··· Extracted data ···

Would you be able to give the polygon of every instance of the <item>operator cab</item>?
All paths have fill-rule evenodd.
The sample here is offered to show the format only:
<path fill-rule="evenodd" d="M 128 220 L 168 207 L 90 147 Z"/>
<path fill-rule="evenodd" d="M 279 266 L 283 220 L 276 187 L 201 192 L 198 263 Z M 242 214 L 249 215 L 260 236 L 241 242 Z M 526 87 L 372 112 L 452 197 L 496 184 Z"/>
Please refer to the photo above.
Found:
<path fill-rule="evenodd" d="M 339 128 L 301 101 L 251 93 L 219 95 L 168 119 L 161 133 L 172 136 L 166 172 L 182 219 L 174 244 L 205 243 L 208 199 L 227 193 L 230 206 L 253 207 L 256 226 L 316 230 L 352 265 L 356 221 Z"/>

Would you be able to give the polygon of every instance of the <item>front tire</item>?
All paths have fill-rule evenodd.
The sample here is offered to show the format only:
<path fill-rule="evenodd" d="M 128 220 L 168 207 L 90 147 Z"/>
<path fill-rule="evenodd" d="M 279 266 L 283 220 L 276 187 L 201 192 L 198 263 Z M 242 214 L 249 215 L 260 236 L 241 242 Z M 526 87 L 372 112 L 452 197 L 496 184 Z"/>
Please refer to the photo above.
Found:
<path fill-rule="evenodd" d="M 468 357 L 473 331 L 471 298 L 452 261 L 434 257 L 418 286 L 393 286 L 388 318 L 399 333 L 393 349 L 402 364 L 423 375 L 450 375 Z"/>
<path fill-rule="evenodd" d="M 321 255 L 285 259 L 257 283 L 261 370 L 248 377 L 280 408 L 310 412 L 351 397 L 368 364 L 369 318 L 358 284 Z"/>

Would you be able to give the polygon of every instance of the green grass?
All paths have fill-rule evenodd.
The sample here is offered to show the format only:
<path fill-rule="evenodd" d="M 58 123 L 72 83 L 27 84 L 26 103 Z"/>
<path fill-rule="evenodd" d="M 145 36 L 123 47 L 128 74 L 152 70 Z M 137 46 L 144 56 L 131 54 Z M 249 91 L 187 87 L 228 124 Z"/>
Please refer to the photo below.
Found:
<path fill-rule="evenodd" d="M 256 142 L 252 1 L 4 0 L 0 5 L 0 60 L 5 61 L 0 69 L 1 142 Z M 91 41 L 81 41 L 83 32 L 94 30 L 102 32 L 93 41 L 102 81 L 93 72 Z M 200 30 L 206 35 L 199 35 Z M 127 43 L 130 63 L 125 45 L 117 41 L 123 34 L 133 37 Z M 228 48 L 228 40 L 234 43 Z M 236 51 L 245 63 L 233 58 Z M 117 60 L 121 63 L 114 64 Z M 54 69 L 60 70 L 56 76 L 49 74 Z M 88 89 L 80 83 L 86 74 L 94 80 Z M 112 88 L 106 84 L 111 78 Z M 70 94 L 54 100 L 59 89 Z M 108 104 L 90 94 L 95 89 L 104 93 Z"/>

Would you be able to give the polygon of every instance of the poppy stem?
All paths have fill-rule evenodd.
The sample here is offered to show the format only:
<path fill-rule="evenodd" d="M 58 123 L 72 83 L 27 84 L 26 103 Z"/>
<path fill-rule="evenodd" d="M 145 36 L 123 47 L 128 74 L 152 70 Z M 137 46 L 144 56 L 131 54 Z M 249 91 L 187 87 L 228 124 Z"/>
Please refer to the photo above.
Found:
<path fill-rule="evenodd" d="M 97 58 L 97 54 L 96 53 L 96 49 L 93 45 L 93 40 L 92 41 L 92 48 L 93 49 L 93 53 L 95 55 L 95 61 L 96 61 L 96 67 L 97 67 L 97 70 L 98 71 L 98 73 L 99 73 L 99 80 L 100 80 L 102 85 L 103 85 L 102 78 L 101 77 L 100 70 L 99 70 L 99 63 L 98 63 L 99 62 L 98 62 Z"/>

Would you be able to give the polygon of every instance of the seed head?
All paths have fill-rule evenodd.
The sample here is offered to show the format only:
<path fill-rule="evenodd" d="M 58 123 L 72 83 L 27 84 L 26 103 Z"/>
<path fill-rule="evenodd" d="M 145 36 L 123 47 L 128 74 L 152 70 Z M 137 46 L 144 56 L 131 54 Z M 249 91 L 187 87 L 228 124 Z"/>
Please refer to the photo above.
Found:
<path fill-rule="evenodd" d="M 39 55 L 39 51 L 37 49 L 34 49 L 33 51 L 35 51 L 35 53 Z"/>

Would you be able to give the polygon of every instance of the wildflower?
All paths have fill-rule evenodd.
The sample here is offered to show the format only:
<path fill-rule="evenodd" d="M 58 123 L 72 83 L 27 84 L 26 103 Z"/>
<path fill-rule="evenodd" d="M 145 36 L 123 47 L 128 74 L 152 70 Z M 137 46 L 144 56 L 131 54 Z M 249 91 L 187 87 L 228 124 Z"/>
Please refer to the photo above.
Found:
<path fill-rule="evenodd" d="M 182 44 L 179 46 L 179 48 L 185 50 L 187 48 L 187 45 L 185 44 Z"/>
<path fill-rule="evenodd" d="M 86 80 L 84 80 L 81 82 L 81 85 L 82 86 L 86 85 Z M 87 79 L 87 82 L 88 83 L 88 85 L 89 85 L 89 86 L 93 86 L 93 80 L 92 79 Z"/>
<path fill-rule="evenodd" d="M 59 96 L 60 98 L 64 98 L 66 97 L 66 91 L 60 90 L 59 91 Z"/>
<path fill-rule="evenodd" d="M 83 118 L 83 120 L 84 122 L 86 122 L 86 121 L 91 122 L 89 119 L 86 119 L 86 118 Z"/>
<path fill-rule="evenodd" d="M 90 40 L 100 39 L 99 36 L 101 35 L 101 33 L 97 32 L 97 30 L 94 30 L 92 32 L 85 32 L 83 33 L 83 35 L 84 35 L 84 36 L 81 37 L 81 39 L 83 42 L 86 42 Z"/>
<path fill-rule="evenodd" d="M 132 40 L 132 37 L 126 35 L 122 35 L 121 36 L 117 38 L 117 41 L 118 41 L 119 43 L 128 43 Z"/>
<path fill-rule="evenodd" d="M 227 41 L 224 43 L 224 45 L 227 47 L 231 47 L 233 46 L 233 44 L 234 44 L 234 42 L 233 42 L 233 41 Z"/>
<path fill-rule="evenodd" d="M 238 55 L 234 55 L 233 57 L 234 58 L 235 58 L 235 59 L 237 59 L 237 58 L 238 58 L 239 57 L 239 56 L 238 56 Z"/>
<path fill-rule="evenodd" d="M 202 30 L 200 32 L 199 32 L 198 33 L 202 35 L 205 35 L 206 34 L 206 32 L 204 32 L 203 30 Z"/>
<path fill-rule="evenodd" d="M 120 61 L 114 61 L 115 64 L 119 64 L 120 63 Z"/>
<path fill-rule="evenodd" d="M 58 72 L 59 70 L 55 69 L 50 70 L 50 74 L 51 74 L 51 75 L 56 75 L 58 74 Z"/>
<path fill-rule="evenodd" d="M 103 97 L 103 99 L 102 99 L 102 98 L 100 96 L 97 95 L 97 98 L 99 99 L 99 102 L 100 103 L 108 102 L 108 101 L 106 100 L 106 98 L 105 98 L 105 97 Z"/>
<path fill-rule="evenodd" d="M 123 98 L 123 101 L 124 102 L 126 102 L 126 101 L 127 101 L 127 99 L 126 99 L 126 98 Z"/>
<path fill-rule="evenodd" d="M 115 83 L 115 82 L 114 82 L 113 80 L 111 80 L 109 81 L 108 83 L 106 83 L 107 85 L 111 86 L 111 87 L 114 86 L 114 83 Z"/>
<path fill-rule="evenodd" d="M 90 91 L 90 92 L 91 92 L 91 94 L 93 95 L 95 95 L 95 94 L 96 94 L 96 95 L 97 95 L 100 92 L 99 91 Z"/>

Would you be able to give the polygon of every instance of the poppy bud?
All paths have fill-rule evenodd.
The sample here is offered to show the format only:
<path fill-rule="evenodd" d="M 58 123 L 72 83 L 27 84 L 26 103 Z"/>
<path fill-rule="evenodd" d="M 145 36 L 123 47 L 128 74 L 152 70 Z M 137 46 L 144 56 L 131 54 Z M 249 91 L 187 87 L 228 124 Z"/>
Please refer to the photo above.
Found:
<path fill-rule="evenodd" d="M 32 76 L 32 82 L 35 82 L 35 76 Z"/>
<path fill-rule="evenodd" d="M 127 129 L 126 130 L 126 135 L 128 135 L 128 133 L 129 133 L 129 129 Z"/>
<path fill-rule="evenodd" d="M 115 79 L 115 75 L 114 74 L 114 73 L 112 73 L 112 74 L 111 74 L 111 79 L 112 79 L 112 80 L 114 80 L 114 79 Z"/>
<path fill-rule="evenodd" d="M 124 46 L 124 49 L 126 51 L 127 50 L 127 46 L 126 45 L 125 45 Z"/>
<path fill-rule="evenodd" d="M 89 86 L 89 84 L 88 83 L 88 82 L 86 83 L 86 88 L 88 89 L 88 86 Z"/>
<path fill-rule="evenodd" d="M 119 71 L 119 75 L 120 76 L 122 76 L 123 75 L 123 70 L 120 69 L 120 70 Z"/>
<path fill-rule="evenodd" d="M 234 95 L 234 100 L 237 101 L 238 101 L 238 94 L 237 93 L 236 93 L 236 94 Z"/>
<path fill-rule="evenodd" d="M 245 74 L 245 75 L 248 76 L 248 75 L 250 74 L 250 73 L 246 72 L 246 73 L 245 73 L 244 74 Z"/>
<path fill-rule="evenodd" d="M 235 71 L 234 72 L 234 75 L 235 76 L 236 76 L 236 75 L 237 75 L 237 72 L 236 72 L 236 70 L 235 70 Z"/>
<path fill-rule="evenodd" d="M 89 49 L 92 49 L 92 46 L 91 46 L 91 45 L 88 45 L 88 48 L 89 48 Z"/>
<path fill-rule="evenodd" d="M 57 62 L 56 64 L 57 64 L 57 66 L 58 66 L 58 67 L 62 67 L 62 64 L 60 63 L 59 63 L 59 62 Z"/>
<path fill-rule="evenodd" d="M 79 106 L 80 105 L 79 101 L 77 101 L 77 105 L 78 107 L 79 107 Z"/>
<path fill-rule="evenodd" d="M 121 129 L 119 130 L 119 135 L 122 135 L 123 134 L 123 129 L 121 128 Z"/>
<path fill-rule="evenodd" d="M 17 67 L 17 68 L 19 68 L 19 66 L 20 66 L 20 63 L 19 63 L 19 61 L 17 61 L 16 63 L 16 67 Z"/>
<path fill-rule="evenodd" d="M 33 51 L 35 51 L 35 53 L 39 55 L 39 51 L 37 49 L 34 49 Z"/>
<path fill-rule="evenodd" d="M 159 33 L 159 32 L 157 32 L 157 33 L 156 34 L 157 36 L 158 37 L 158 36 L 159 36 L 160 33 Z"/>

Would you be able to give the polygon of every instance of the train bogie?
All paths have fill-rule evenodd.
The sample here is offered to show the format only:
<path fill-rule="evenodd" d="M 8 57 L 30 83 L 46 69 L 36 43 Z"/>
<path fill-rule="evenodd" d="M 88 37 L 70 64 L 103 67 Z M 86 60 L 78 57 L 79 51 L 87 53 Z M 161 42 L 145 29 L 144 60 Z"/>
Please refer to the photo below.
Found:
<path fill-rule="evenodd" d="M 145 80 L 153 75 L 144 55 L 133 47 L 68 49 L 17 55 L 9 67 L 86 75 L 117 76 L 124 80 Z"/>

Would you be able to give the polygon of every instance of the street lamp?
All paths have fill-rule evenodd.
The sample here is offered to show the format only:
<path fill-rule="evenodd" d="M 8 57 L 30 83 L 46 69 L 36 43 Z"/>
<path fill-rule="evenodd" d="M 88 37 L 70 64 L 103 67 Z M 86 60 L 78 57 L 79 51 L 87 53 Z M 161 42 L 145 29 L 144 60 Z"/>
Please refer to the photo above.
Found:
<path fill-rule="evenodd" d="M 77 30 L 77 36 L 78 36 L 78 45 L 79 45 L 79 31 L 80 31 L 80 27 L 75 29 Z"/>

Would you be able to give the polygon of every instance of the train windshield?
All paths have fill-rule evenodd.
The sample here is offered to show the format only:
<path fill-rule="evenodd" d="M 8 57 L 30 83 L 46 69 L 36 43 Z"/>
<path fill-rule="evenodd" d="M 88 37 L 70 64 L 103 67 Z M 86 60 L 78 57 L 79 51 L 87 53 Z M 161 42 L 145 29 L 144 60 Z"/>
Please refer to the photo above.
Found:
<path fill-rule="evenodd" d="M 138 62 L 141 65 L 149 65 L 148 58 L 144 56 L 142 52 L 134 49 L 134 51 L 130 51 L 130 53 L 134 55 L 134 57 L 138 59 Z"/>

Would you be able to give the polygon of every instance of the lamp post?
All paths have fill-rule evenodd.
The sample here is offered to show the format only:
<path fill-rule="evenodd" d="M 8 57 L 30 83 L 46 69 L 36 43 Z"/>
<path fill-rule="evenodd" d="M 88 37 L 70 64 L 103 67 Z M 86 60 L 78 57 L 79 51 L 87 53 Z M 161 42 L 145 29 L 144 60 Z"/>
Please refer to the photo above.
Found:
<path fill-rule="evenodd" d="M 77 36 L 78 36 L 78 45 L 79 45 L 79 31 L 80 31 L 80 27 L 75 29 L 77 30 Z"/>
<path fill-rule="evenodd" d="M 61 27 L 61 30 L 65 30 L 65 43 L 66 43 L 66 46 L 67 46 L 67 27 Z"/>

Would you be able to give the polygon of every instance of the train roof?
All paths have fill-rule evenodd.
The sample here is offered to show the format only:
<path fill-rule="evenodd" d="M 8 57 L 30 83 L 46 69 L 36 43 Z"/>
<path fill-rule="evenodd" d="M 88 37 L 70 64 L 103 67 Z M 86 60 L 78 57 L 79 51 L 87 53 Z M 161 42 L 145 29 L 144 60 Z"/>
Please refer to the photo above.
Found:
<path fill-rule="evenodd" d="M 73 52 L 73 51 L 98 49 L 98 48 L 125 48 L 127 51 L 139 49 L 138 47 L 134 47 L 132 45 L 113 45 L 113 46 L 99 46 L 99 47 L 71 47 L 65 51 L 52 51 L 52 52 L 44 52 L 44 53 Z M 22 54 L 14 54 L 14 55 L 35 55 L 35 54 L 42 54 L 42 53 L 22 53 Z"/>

···

__Exercise instructions__
Copy out everything from the line containing "the train bogie?" down to the line containing "138 62 L 141", both lines included, keeping the requests as they are. In the answers only, multiply every coordinate by 0.45 and round to whole numbers (halves up), leaving the numbers in the requests and their format samples unchanged.

__Exercise result__
Would you be able to give the polygon of every instance of the train bogie?
All paths have fill-rule evenodd.
The sample here is offered to show the format only:
<path fill-rule="evenodd" d="M 8 57 L 30 83 L 46 69 L 36 43 Z"/>
<path fill-rule="evenodd" d="M 88 37 L 70 64 L 103 67 Z M 86 60 L 78 57 L 79 51 L 87 53 Z M 161 42 L 145 29 L 144 60 Z"/>
Please refer to the photo below.
Found:
<path fill-rule="evenodd" d="M 65 36 L 69 34 L 65 25 L 60 21 L 31 22 L 8 25 L 4 30 L 39 34 L 53 34 L 56 36 Z"/>

Would you be able to give the polygon of every instance of the street lamp?
All paths have fill-rule evenodd.
The sample here is offered to show the format only:
<path fill-rule="evenodd" d="M 8 57 L 30 83 L 46 69 L 36 43 Z"/>
<path fill-rule="evenodd" d="M 88 37 L 70 64 L 103 67 Z M 86 60 L 78 57 L 79 51 L 87 53 Z M 161 42 L 145 29 L 144 60 Z"/>
Please refer to the photo above.
Found:
<path fill-rule="evenodd" d="M 35 14 L 35 16 L 35 16 L 35 20 L 36 20 L 36 14 L 36 14 L 36 12 L 34 13 Z"/>

Would you be able to give the polygon of every instance of the train windshield?
All paths have fill-rule evenodd.
The sample here is offered to show the format only:
<path fill-rule="evenodd" d="M 8 57 L 30 83 L 46 69 L 36 43 Z"/>
<path fill-rule="evenodd" d="M 88 37 L 70 64 L 103 67 Z M 86 60 L 78 57 L 79 51 L 87 53 Z M 161 42 L 145 29 L 144 60 Z"/>
Please refer to the photo above.
Found:
<path fill-rule="evenodd" d="M 62 28 L 63 29 L 67 29 L 67 26 L 65 25 L 64 23 L 60 22 L 60 23 L 59 23 L 59 24 L 60 25 L 60 26 L 62 27 Z"/>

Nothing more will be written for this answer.